WHAT TO WORK ON
Extract, unchanged, the part of the data that begins with the line containing "find wet rock" and runs through the end of the data.

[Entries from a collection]
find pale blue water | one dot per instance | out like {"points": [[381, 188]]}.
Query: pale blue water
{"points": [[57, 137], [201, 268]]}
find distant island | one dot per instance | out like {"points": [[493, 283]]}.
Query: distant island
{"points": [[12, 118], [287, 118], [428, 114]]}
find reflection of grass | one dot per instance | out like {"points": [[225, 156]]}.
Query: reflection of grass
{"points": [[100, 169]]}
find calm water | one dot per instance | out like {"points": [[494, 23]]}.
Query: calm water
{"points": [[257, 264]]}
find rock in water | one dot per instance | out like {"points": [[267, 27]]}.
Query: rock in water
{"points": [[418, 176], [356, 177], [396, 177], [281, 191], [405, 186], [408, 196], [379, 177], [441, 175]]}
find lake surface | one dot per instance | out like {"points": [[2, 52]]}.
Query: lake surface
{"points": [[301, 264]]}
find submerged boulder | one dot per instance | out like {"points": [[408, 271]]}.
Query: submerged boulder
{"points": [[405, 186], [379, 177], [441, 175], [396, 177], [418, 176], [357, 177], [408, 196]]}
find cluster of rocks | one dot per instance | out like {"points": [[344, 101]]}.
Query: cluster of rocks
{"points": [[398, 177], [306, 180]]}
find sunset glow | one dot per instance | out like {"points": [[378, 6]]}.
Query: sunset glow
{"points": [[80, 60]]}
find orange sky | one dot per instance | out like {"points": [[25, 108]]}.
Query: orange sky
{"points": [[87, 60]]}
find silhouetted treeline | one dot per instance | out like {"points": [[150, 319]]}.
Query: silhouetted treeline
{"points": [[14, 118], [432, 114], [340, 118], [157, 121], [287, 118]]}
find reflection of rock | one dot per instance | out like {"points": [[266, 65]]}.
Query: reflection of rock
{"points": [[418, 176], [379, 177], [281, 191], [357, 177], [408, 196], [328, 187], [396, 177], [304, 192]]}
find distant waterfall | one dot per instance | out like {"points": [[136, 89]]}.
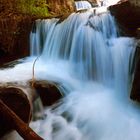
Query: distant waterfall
{"points": [[92, 65], [81, 5], [87, 55]]}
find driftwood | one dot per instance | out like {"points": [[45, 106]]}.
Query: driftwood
{"points": [[15, 122], [19, 98]]}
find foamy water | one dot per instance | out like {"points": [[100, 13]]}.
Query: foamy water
{"points": [[87, 56]]}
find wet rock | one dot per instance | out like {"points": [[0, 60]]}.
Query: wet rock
{"points": [[48, 92], [127, 16], [135, 92], [17, 101]]}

EXERCISE RESPONSE
find wet rock | one dot per instance | out like {"points": [[0, 60]]}.
Query: wet rock
{"points": [[48, 92], [127, 16], [135, 92], [17, 101]]}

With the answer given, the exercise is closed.